Page excerpt ::
- - -

*Hands-on of Big Data Analyst with TuV Certified Qualification*


---



# 2. Data Mining Model - Structured Data (Part 2)

Sub topics covered in this practice:
* Classification
* Clustering
* Association

### **Classification**

Here we model the classification model from telco customer churn data (https://www.kaggle.com/blastchar/telco-customer-churn). This data is consist of customer profile, customer subscription history, and their churn information.

Each row represents a customer, each column contains customer’s attributes described below:
1.   customerID : Customer ID
2.   gender : Whether the customer is a male or a female
3.   SeniorCitizen : Whether the customer is a senior citizen or not (1, 0)
4.   Partner : Whether the customer has a partner or not (Yes, No)
5.   Dependents : Whether the customer has dependents or not (Yes, No)
6.   tenure : Number of months the customer has stayed with the company
7.   PhoneService : Whether the customer has a phone service or not (Yes, No)
8.   MultipleLines : Whether the customer has multiple lines or not (Yes, No, No phone service)
9.   InternetService : Customer’s internet service provider (DSL, Fiber optic, No)

- - -

Record set ::
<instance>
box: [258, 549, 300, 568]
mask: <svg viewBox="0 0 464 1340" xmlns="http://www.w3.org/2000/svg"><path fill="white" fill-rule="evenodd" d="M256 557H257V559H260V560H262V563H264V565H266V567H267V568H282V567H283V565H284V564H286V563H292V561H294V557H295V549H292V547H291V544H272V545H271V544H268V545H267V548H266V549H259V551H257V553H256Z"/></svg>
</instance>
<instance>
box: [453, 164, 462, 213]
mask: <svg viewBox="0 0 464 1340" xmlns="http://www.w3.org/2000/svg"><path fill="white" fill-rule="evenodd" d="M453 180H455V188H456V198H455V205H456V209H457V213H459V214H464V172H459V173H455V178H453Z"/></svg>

- - -

Return the data mining lesson on telco churn classification above, word for word and in full.

Problem solution ::
*Hands-on of Big Data Analyst with TuV Certified Qualification*


---



# 2. Data Mining Model - Structured Data (Part 2)

Sub topics covered in this practice:
* Classification
* Clustering
* Association

### **Classification**

Here we model the classification model from telco customer churn data (https://www.kaggle.com/blastchar/telco-customer-churn). This data is consist of customer profile, customer subscription history, and their churn information.

Each row represents a customer, each column contains customer’s attributes described below:
1.   customerID : Customer ID
2.   gender : Whether the customer is a male or a female
3.   SeniorCitizen : Whether the customer is a senior citizen or not (1, 0)
4.   Partner : Whether the customer has a partner or not (Yes, No)
5.   Dependents : Whether the customer has dependents or not (Yes, No)
6.   tenure : Number of months the customer has stayed with the company
7.   PhoneService : Whether the customer has a phone service or not (Yes, No)
8.   MultipleLines : Whether the customer has multiple lines or not (Yes, No, No phone service)
9.   InternetService : Customer’s internet service provider (DSL, Fiber optic, No)